* **PAGE TEXT**
Thursday, February 26, 2015

Planning for Whisky Live

I've got a VIP ticket to Whisky Live in Washington, DC, next weekend. (As far as I can tell, every ticket to Whiskey Live in Washington, DC, next weekend is a VIP ticket, so it's not really going to my head.)

I've been to a couple of  Scotch Malt Whisky Society Whisky Extravaganzas, so I know what it's like to pass up a free18 yo single malt because there are two people in front of you and the clock is ticking. Whisky Live's main difference seems to lie in having more than a token representation of non-Scotch. There will be plenty of bourbons and ryes, from the Beam boys and Four Roses as well as maybe a dozen microdistillers and NDPs. There should be more than a dozen Irish whiskeys, and I hope at least half a dozen Japanese whiskeys. The Canadians might even muster a respectable showing.

* **SUPPLIED INFORMATION**
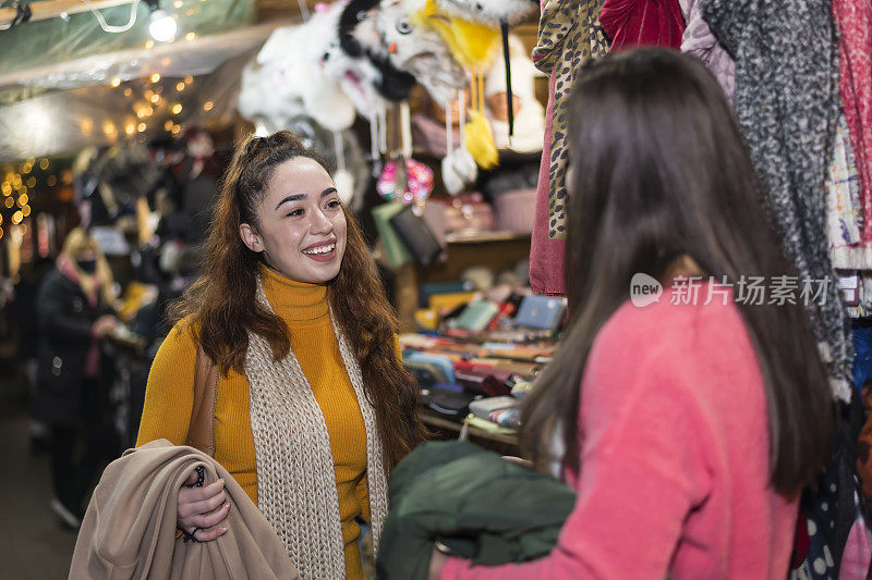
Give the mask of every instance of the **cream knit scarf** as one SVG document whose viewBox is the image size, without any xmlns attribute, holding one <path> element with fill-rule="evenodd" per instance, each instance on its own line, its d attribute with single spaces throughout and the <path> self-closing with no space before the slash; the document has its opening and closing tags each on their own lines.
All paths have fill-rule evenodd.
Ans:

...

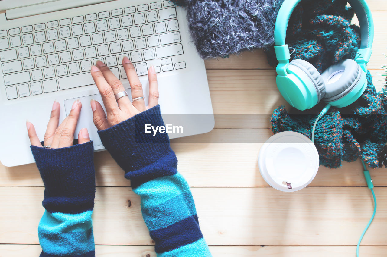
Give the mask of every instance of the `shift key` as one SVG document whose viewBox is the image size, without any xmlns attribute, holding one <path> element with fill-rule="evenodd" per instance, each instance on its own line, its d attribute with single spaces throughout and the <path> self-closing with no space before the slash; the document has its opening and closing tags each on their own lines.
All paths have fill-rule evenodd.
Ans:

* **WRITTEN TASKS**
**1.** Retype the whole Whisky Live post without changing anything.
**2.** Pull out each line of the entries that contains the string "holding", matching case exactly.
The Whisky Live post has no connection to the entries.

* **RESPONSES IN ORDER**
**1.**
Thursday, February 26, 2015

Planning for Whisky Live

I've got a VIP ticket to Whisky Live in Washington, DC, next weekend. (As far as I can tell, every ticket to Whiskey Live in Washington, DC, next weekend is a VIP ticket, so it's not really going to my head.)

I've been to a couple of  Scotch Malt Whisky Society Whisky Extravaganzas, so I know what it's like to pass up a free18 yo single malt because there are two people in front of you and the clock is ticking. Whisky Live's main difference seems to lie in having more than a token representation of non-Scotch. There will be plenty of bourbons and ryes, from the Beam boys and Four Roses as well as maybe a dozen microdistillers and NDPs. There should be more than a dozen Irish whiskeys, and I hope at least half a dozen Japanese whiskeys. The Canadians might even muster a respectable showing.

**2.**
Give the mask of every instance of the **cream knit scarf** as one SVG document whose viewBox is the image size, without any xmlns attribute, holding one <path> element with fill-rule="evenodd" per instance, each instance on its own line, its d attribute with single spaces throughout and the <path> self-closing with no space before the slash; the document has its opening and closing tags each on their own lines.
Give the mask of every instance of the `shift key` as one SVG document whose viewBox is the image size, without any xmlns attribute, holding one <path> element with fill-rule="evenodd" per instance, each instance on its own line, its d attribute with single spaces throughout and the <path> self-closing with no space before the slash; the document has its opening and closing tags each on their own lines.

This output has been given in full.